Task brief:
Write out, precisely and in full, each line of the material.

Available data:
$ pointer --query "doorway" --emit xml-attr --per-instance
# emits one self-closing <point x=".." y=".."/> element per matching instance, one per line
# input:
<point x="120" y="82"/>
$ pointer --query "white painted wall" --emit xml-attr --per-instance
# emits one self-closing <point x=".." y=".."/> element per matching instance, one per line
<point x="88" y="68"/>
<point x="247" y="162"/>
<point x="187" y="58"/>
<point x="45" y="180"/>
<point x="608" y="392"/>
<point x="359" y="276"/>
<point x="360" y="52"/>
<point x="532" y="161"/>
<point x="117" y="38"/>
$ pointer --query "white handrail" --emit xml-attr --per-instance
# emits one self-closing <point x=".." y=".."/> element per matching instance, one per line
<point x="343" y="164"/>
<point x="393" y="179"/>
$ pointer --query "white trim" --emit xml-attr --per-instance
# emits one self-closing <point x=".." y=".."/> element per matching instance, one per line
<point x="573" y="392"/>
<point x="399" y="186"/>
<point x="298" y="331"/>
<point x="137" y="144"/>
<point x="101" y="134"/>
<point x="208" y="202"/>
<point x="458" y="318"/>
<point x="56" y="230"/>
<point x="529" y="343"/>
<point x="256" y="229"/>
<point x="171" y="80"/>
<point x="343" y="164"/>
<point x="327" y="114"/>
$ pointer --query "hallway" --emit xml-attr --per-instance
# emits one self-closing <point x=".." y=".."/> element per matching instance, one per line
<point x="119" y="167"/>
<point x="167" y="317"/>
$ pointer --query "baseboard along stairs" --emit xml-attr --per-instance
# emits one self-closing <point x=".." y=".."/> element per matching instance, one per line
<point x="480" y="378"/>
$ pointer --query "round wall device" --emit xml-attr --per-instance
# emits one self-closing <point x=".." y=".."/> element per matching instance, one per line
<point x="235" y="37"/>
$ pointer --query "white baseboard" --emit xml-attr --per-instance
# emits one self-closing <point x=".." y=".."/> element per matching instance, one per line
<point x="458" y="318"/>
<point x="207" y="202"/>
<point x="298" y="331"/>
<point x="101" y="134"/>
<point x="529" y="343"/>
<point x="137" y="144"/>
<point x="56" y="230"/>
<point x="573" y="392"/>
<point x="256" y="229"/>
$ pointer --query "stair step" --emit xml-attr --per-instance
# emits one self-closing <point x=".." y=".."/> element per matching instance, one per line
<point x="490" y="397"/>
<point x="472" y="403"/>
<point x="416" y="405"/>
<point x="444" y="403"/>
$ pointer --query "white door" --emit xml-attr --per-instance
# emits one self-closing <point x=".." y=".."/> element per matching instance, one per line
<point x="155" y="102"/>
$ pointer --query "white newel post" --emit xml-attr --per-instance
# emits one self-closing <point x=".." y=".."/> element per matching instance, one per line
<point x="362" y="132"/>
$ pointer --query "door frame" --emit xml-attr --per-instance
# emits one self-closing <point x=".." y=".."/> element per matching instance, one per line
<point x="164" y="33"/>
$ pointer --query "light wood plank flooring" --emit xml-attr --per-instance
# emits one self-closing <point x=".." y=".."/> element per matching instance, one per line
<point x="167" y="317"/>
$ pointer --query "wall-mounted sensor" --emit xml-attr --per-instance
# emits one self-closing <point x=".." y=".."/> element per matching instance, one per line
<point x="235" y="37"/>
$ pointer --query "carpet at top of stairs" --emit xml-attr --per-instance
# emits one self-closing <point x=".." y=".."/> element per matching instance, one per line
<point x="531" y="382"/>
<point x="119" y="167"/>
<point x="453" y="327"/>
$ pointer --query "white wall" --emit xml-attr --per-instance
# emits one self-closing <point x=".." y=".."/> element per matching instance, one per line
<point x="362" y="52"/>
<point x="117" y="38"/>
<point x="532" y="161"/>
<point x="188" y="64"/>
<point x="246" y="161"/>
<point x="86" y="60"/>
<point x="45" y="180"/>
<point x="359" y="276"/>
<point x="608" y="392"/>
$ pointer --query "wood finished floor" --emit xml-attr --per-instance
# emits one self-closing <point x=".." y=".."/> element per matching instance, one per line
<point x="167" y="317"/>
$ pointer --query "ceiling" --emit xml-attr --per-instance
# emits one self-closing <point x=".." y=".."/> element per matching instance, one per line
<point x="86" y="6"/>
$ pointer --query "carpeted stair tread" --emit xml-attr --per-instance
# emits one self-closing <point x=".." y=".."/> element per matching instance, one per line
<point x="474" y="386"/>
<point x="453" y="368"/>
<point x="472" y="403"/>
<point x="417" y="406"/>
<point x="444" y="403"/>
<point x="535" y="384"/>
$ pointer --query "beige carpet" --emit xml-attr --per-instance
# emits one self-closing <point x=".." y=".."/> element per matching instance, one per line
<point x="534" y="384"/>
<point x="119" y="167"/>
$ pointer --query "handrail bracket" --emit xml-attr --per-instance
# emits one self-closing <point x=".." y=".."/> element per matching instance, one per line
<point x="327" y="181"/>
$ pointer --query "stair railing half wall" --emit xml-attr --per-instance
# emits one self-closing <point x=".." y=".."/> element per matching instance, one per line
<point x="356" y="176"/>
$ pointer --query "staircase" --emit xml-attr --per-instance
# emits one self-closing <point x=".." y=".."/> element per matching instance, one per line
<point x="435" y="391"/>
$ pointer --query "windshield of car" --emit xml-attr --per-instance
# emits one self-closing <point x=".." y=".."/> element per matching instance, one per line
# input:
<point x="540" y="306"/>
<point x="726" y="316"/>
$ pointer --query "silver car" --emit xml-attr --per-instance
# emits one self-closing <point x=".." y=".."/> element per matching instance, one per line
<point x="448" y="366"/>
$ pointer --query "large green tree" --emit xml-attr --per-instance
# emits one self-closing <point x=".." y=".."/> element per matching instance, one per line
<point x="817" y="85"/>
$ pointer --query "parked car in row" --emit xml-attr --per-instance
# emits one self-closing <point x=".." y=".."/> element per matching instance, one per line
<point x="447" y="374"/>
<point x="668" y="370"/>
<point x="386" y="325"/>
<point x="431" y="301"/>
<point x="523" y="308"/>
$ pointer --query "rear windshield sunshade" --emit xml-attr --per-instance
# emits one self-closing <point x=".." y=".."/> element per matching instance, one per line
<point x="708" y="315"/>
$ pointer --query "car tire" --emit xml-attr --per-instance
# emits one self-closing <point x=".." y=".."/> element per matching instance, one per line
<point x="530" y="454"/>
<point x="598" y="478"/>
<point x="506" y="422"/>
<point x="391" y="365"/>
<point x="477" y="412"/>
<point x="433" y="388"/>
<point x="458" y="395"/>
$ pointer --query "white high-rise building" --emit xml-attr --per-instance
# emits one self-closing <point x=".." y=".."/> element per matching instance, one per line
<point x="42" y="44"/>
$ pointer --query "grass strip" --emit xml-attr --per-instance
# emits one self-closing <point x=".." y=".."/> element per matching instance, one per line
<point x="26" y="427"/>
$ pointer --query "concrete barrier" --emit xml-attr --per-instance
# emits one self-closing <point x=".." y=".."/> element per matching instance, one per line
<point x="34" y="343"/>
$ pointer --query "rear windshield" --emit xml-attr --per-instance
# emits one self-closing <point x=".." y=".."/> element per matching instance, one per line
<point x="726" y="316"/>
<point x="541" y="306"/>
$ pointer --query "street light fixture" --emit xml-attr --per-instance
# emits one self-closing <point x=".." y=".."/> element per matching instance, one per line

Worked answer:
$ pointer --query "doorway" --emit xml-attr --per-instance
# emits one self-closing <point x=".." y=".."/> element per matching instance, one per line
# input:
<point x="120" y="82"/>
$ pointer --query "white painted wall" --emit xml-attr --per-instance
# emits one self-closing <point x=".." y=".."/> element per matching instance, one per line
<point x="88" y="68"/>
<point x="247" y="162"/>
<point x="187" y="58"/>
<point x="45" y="180"/>
<point x="608" y="392"/>
<point x="359" y="276"/>
<point x="360" y="52"/>
<point x="532" y="161"/>
<point x="117" y="38"/>
$ pointer --query "white handrail" --emit xml-attr --per-instance
# emits one self-closing <point x=".." y=".."/> element per matching instance, one per line
<point x="343" y="164"/>
<point x="393" y="179"/>
$ pointer --query "white trim" --emit xml-attr --per-instance
# emits one self-closing <point x=".." y=".."/> element per matching instance, one per line
<point x="573" y="392"/>
<point x="399" y="186"/>
<point x="298" y="331"/>
<point x="137" y="144"/>
<point x="101" y="134"/>
<point x="208" y="202"/>
<point x="458" y="318"/>
<point x="56" y="230"/>
<point x="529" y="343"/>
<point x="256" y="229"/>
<point x="171" y="80"/>
<point x="343" y="164"/>
<point x="327" y="114"/>
$ pointer --query "hallway" --emit xml-attr --per-instance
# emits one self-closing <point x=".." y=".."/> element per matching instance, one per line
<point x="119" y="167"/>
<point x="167" y="317"/>
$ pointer --query "baseboard along stairs" --emit xml-attr --per-instance
# emits one self-closing <point x=".." y=".."/> element per matching instance, one per line
<point x="480" y="378"/>
$ pointer --query "round wall device" --emit xml-attr --per-instance
# emits one self-closing <point x=".." y=".."/> element per matching instance, one per line
<point x="235" y="37"/>
$ pointer --query "white baseboard" --emit xml-attr --per-instance
# emits one self-closing <point x=".." y=".."/> element per matching instance, one per line
<point x="458" y="318"/>
<point x="207" y="202"/>
<point x="298" y="331"/>
<point x="101" y="134"/>
<point x="529" y="343"/>
<point x="137" y="144"/>
<point x="56" y="230"/>
<point x="573" y="392"/>
<point x="256" y="229"/>
$ pointer --query "stair step" --emit xml-attr --per-instance
# emits one self-closing <point x=".." y=".."/> element per matching instance, one per line
<point x="490" y="397"/>
<point x="472" y="403"/>
<point x="416" y="405"/>
<point x="444" y="403"/>
$ pointer --query "white door" --emit xml-attr --per-instance
# emits one self-closing <point x=".." y=".."/> element per matching instance, one per line
<point x="155" y="102"/>
$ pointer --query "white newel post" --emit xml-attr --per-instance
# emits one self-closing <point x=".." y=".."/> element per matching instance, one per line
<point x="362" y="132"/>
$ pointer --query "door frame" --emit xml-attr --per-instance
# emits one self-closing <point x=".." y=".."/> element per matching instance, one per line
<point x="164" y="33"/>
$ pointer --query "light wood plank flooring" --emit xml-attr --per-instance
# emits one self-closing <point x=".." y=".."/> element per matching instance, one per line
<point x="167" y="317"/>
$ pointer --query "wall-mounted sensor" --emit xml-attr --per-instance
# emits one self-closing <point x=".." y=".."/> element per matching instance, one per line
<point x="235" y="37"/>
$ pointer --query "carpet at top of stairs" --emit xml-attr --per-instance
# emits one self-closing <point x=".." y=".."/> element per matching instance, one per line
<point x="531" y="382"/>
<point x="119" y="167"/>
<point x="453" y="327"/>
$ pointer --query "white wall" --emit xml-attr --per-instance
# emits one self-closing <point x=".." y=".."/> element per matching instance, one per line
<point x="362" y="52"/>
<point x="117" y="38"/>
<point x="532" y="161"/>
<point x="188" y="64"/>
<point x="246" y="161"/>
<point x="86" y="60"/>
<point x="45" y="180"/>
<point x="359" y="276"/>
<point x="608" y="392"/>
$ pointer --query "wood finished floor" --emit xml-attr --per-instance
# emits one self-closing <point x=".." y=".."/> element per matching instance, one per line
<point x="167" y="317"/>
$ pointer --query "ceiling" --emit xml-attr --per-instance
# emits one self-closing <point x=".." y=".."/> element per matching instance, one per line
<point x="86" y="6"/>
$ pointer --query "carpeted stair tread" --emit xml-attr --per-instance
# emits one self-closing <point x=".." y=".."/> element per matching instance, one per line
<point x="474" y="386"/>
<point x="453" y="368"/>
<point x="472" y="403"/>
<point x="417" y="406"/>
<point x="444" y="403"/>
<point x="535" y="384"/>
$ pointer --query "beige carpet" --emit xml-attr --per-instance
# emits one self-closing <point x=".." y=".."/> element per matching instance, one per line
<point x="534" y="384"/>
<point x="119" y="167"/>
$ pointer --query "handrail bracket" --emit xml-attr --per-instance
# emits one self-closing <point x=".." y=".."/> element per matching instance, one per line
<point x="327" y="181"/>
$ pointer --query "stair railing half wall" --emit xml-attr --per-instance
# emits one self-closing <point x=".." y=".."/> element per matching instance, one per line
<point x="356" y="176"/>
$ pointer --query "staircase" --emit xml-attr --per-instance
# emits one self-closing <point x=".." y=".."/> element per matching instance, one per line
<point x="435" y="391"/>
$ pointer --query "windshield of car" --emit xml-attr --per-instance
# emits one self-closing <point x=".." y=".."/> element per matching instance, one per line
# input:
<point x="540" y="306"/>
<point x="726" y="316"/>
$ pointer --query "silver car" --emit xml-attr --per-instance
# emits one self-closing <point x=".." y=".."/> element per matching instance, one per line
<point x="448" y="366"/>
$ pointer --query "large green tree" --emit xml-attr --per-instance
# emits one self-closing <point x=".." y=".."/> element per matching instance, one per line
<point x="817" y="85"/>
$ pointer --query "parked car in row" --emit xml-attr --per-instance
# emits one self-closing <point x=".." y=".."/> element per matching instance, one per line
<point x="447" y="374"/>
<point x="668" y="370"/>
<point x="386" y="325"/>
<point x="431" y="301"/>
<point x="523" y="308"/>
$ pointer --query "rear windshield sunshade" --emit xml-attr --per-instance
# emits one self-closing <point x=".." y=".."/> element per matching instance, one per line
<point x="708" y="315"/>
$ pointer --query "car tire" --emit xml-attr --per-instance
# emits one self-closing <point x=".." y=".."/> element per matching instance, one per line
<point x="530" y="454"/>
<point x="598" y="478"/>
<point x="506" y="422"/>
<point x="391" y="365"/>
<point x="477" y="412"/>
<point x="433" y="388"/>
<point x="458" y="395"/>
$ pointer --query "white high-rise building" --emit xml-attr --per-instance
# emits one self-closing <point x=".." y=".."/> element per matching instance, one per line
<point x="42" y="44"/>
$ pointer --query "grass strip" --emit xml-attr --per-instance
# emits one self-closing <point x=".." y=".."/> element per matching instance, one per line
<point x="26" y="427"/>
$ pointer --query "concrete barrier" --emit xml-attr --per-instance
# emits one self-closing <point x=".." y=".."/> element per matching instance, one per line
<point x="34" y="343"/>
$ pointer --query "rear windshield" --emit xml-attr --per-instance
# emits one self-closing <point x=".." y=".."/> element per matching instance, one per line
<point x="726" y="316"/>
<point x="541" y="306"/>
$ pointer --query "street light fixture" --emit xml-attr --per-instance
# emits one self-closing <point x=".." y=".."/> element per matching instance, one per line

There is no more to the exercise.